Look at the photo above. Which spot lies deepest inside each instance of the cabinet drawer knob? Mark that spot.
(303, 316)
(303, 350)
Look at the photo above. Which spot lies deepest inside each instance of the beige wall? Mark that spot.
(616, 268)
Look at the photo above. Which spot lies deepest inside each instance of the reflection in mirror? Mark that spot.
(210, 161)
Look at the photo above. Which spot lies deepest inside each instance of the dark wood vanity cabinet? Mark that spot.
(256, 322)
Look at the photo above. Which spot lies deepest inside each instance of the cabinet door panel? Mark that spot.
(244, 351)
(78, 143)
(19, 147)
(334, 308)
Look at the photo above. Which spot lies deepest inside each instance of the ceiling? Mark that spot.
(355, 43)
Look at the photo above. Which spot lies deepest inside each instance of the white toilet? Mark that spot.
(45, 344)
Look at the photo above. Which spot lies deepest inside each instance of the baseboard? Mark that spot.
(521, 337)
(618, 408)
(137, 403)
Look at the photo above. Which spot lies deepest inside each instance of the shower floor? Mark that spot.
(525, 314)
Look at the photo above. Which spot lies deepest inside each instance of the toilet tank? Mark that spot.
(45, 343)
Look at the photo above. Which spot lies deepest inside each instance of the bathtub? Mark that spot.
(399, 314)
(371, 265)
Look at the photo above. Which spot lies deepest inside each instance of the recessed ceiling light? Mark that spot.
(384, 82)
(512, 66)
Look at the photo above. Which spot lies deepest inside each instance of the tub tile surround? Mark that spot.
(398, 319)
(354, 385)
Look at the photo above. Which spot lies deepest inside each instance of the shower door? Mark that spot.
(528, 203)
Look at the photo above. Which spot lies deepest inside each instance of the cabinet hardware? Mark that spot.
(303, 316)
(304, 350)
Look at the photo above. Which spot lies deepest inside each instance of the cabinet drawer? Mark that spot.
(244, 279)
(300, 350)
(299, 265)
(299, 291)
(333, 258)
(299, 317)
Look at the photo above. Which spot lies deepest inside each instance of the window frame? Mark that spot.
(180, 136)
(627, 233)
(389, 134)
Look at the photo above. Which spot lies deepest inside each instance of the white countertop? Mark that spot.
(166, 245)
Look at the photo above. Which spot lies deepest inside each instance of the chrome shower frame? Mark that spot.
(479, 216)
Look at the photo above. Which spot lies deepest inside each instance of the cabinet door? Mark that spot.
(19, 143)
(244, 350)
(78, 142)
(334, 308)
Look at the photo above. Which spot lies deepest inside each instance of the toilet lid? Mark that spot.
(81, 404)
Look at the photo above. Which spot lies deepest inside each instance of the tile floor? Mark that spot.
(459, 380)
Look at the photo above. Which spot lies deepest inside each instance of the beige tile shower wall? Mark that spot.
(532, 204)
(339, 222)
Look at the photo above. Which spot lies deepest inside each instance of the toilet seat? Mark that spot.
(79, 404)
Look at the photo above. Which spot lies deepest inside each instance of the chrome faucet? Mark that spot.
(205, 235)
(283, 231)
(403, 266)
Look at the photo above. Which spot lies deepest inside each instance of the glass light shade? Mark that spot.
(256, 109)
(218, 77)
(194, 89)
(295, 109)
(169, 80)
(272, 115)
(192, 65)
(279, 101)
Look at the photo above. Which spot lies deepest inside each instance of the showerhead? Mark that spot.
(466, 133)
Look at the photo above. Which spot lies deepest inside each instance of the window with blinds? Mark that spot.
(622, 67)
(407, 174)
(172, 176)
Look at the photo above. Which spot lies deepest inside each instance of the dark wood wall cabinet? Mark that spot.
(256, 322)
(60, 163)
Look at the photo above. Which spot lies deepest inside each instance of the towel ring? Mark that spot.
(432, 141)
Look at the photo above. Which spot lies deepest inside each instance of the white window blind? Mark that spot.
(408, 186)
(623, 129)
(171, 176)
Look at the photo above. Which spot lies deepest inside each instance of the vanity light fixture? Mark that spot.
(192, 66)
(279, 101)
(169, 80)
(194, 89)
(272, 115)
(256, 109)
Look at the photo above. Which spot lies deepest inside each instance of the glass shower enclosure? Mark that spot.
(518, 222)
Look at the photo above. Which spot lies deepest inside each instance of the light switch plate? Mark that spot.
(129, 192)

WHAT NEEDS TO BE DONE:
Tail of the listing, starting at the line with "ring? Mark that spot." and ending at the last line: output it exactly and add nothing.

ANSWER FOR THIS EXERCISE:
Look at the photo above. Which spot lies deepest inside each instance of the towel ring? Mark that spot.
(432, 141)
Look at the photo above. Which spot lies deepest inside each instance of the white window blind? Mark that spot.
(408, 186)
(623, 129)
(171, 176)
Look at the photo above. Which spot lies deepest inside each instance of the vanity light fixture? Mark that spot.
(192, 66)
(279, 101)
(169, 80)
(194, 89)
(272, 115)
(256, 109)
Look at the photo above. Which spot lies deepest inside each instance of the glass shower enclosure? Mark that spot.
(518, 222)
Look at the photo above. Which spot lies deepest inside each instance of the light switch plate? Mark that spot.
(129, 192)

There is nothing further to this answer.